**DIRECTIONS FOR THIS TASK**
From the first line to the last, reproduce the records below exactly, omitting any picture.

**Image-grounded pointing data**
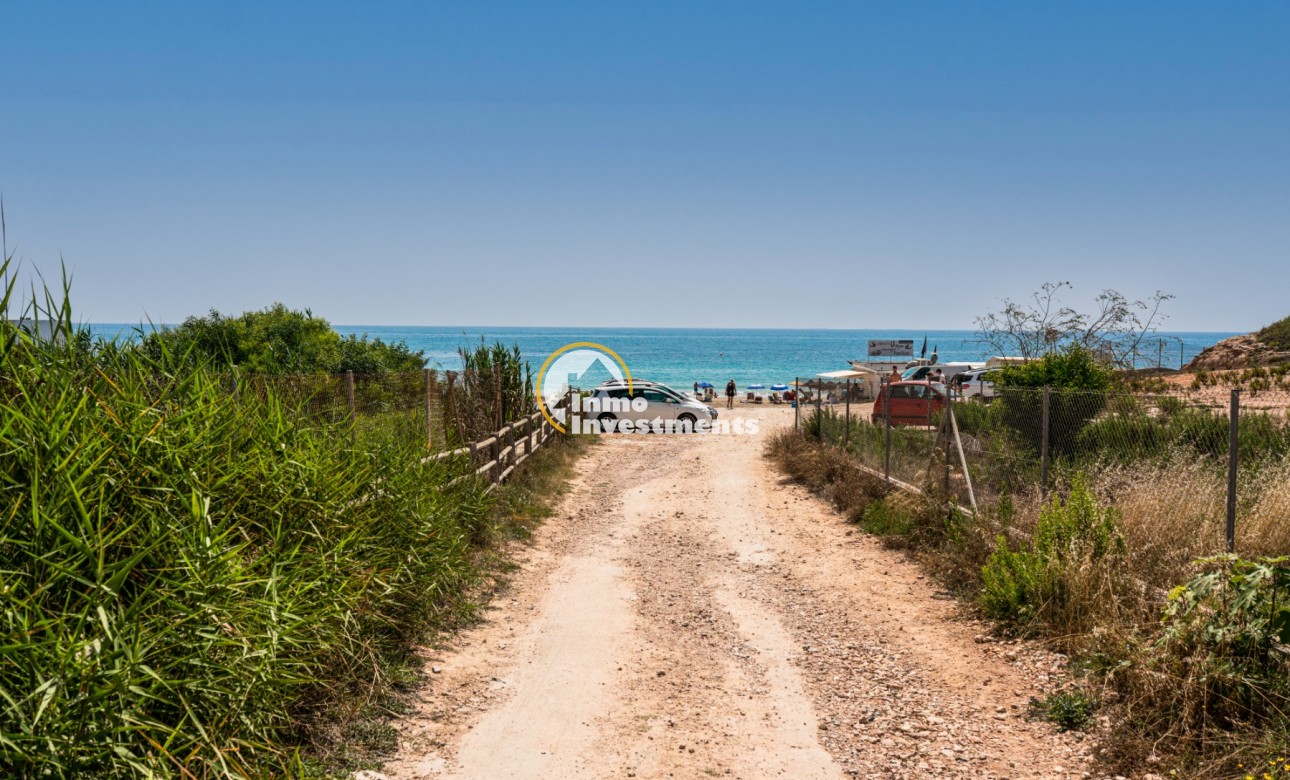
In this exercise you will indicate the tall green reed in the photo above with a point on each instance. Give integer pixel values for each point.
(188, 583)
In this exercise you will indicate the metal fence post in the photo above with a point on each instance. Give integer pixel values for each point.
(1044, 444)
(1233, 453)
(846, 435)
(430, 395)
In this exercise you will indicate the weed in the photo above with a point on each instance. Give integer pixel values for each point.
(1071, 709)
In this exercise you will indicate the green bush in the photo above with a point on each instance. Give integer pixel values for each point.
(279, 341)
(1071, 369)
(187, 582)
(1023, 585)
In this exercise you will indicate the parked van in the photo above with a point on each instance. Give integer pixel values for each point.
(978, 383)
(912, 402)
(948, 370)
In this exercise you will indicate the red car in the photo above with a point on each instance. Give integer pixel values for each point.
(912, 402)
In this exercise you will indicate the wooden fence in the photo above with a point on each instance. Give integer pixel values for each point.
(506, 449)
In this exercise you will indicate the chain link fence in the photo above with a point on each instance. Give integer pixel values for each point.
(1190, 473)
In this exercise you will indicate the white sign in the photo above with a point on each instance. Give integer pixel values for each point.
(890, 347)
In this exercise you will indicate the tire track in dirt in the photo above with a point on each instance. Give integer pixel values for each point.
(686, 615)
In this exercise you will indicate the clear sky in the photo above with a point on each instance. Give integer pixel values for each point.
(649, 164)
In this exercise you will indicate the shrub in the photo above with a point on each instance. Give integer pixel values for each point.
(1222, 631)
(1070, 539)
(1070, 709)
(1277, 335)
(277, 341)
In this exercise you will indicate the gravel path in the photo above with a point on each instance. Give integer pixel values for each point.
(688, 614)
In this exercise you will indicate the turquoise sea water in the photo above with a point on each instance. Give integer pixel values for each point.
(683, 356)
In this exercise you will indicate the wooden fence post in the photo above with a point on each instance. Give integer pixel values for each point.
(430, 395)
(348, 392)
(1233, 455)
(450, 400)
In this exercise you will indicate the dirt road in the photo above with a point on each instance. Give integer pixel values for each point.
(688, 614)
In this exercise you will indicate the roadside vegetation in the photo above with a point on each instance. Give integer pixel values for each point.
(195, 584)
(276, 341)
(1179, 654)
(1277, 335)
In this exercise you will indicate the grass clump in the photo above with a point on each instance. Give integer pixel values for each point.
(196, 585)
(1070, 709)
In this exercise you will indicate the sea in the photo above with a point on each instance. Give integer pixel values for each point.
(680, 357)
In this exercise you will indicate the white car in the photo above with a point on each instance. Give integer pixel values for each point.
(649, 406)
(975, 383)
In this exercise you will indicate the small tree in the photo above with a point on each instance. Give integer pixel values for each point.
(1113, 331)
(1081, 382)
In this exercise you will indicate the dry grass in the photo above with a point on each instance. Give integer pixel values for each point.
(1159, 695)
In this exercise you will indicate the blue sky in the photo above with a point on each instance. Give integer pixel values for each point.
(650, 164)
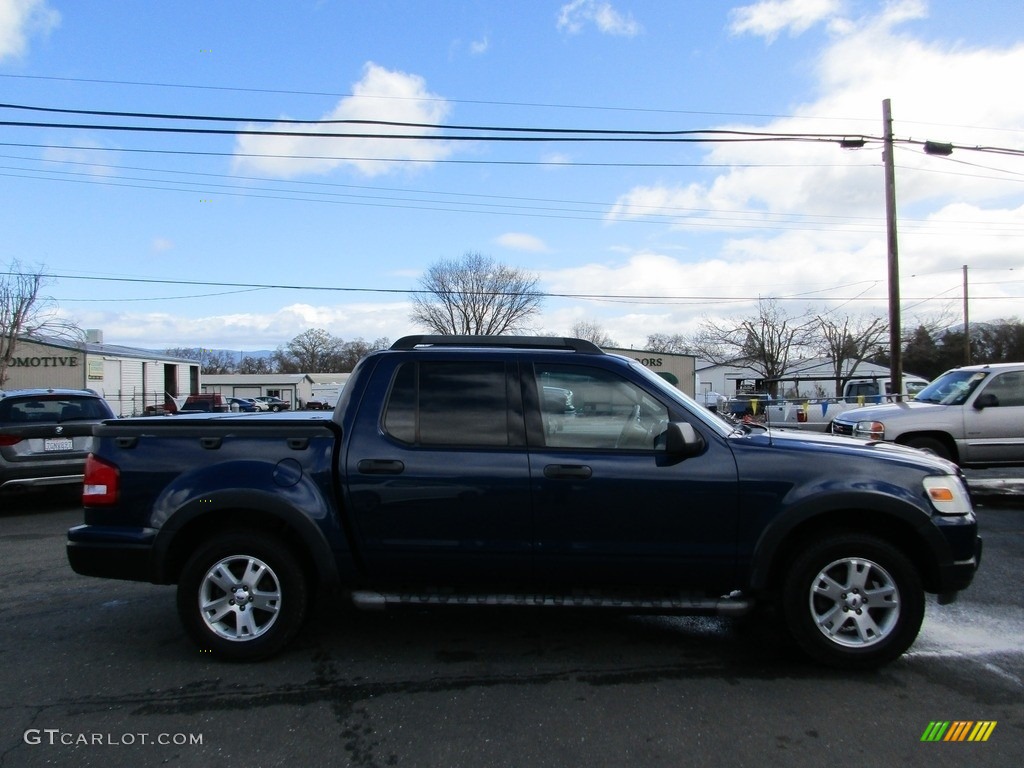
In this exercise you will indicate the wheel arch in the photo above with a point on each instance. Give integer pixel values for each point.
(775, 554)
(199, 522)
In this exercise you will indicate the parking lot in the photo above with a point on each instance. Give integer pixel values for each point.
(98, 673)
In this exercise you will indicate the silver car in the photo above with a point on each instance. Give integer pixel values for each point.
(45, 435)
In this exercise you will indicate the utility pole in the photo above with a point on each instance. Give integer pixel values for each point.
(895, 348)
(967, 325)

**OUTPUT OF THE EXERCISE**
In this exercise you will indicate the tall green reed in the photo above with a point on each instance. Give integer pixel values for each point.
(188, 583)
In this exercise you will indicate the metal fence post in the photo above with a point on each instance. Give integer pixel values for each point.
(1044, 444)
(1233, 453)
(846, 435)
(430, 395)
In this exercise you will indicate the weed in the photo above with a point on each instance. Give integer pixel values for each point.
(1071, 709)
In this exercise you will indicate the green bush in the photo above with a point on each instance. Give integer pixel values for each point.
(279, 341)
(1071, 369)
(187, 582)
(1023, 585)
In this exercise you will indicate the parked van in the photo above with a point on each instance. Give integer pixel values for each point.
(978, 383)
(912, 402)
(948, 370)
In this exercise you will indicate the red car in the photo above with a point on each instance. Give integer pixel values for each point.
(912, 402)
In this exercise you will indicate the wooden fence in the photo above with a point on each instance. Give integer pixel values for each point.
(506, 449)
In this exercise you will indicate the chain link fence in the photo above with a point on each instance. Give integer pixel values for each point.
(1190, 473)
In this exercise you will indicate the white sign in the photo above with a point on each instance. Give integer pixel values for each point.
(890, 347)
In this exercise you will indicate the tire track in dirt in the photo above with a point on each instance. Give integer pixel values for each point.
(686, 615)
In this exercise you will indicate the clear sky in the photo above with a point on each instance. Give integer pixel values for each point.
(649, 164)
In this exercise you will indicate the shrub in the photo above with a point on each instance. Give integer pixel values for each point.
(1222, 631)
(1070, 539)
(1070, 709)
(1277, 335)
(277, 341)
In this exercise you will indicate the gravel path in the photo above with a point on each instance. Give integer pixel values for each point.
(688, 614)
In this exercise you will indicate the turquoise sea water in the photo above with a point on each instance. Give integer pixel values for each point.
(683, 356)
In this exercise you will indicate the wooden fence post in the photo above with a point on each instance. Give integer pixel values for each point.
(430, 395)
(348, 392)
(1233, 455)
(450, 400)
In this exercise you will indicate the dirt road in the photo above with a point on each instance. Give integer pixel values for each point.
(688, 614)
In this exercise you will indicate the roadside vegetation in the photo above with a point on each instance. Give integer pixel values for each point.
(195, 584)
(276, 341)
(1179, 654)
(1277, 335)
In this exercise you will indicate the grass clump in the photo above with a point on each instance. Give integer pixel values for each point.
(196, 585)
(1070, 709)
In this exercise you will indicate the sea in the photo above with a point on each instance. Give integer pixel values for each point.
(680, 357)
In this exercise you will indicate the white car in the photo above with a point on each instance. Give integer pixel values for each point.
(649, 406)
(975, 383)
In this exercise you will indicate the small tree in the photo above with a point on each instance. Give integer pixel values for each point.
(1113, 331)
(1081, 382)
In this exercise you will indicate the dry grass in the photo above with a point on each instance. Give integer pixel values for each point.
(1159, 695)
In this exercise you will indicate the blue sky in the photo above with a point on each instance. Give integer pixel values for each point.
(650, 164)
In this exercise you will indicate the wheel arch in the photo above with a point on each instance. Give integer pixel values for each point.
(775, 554)
(199, 522)
In this exercise you will indicate the parking lot in the photo above with a point on each instance. Give integer pixel values for each point.
(98, 673)
In this exercise you will indicate the silver car in the photo above with a point on each instance. Give integer pixel values for each point.
(45, 435)
In this exercise you will indicate the utility pole in the photo above with a point on each instance. Give integer pixel values for each point.
(895, 348)
(967, 325)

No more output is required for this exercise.